• The problem
Transcribe all of the entries below word for word, keeping every line in its original order.

[Point-based annotation data]

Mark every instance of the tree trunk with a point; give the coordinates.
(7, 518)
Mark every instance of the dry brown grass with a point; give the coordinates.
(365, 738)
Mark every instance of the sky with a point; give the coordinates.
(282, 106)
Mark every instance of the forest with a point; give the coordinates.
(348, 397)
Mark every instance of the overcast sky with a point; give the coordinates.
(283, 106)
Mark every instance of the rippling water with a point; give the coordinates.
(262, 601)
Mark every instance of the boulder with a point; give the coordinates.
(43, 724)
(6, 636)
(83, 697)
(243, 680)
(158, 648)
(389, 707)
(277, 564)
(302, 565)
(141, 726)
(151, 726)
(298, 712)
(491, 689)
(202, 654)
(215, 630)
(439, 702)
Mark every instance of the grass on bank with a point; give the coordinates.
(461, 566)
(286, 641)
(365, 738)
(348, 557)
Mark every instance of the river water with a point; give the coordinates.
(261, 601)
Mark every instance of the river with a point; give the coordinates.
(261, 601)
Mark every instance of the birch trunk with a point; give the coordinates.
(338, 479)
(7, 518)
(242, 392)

• Written solution
Mark every instance of the tree trunk with a point; give the coordinates.
(7, 518)
Mark every instance of the dry brown grass with a point; give the coordinates.
(365, 738)
Mark every instance of the sky with a point; give the coordinates.
(282, 106)
Mark every instance of the forest with a point; give the coordinates.
(348, 397)
Mark every instance of the overcast sky with a point; give the coordinates.
(283, 106)
Mark every instance of the rippling water with a point; give the coordinates.
(262, 601)
Mark every instance of the boulder with a point; give the coordinates.
(43, 724)
(6, 636)
(83, 697)
(243, 680)
(158, 648)
(389, 707)
(277, 564)
(302, 565)
(141, 726)
(151, 726)
(298, 712)
(491, 689)
(202, 654)
(215, 630)
(439, 702)
Mark every instance of the grass on bank with a point; give the coordinates.
(461, 566)
(286, 641)
(365, 738)
(348, 557)
Mark every instance of the river water with a point; give the coordinates.
(261, 601)
Mark every instance of the river with a point; give the coordinates.
(261, 601)
Mark every instance of the birch trunk with a point; give the coordinates.
(338, 479)
(7, 518)
(242, 392)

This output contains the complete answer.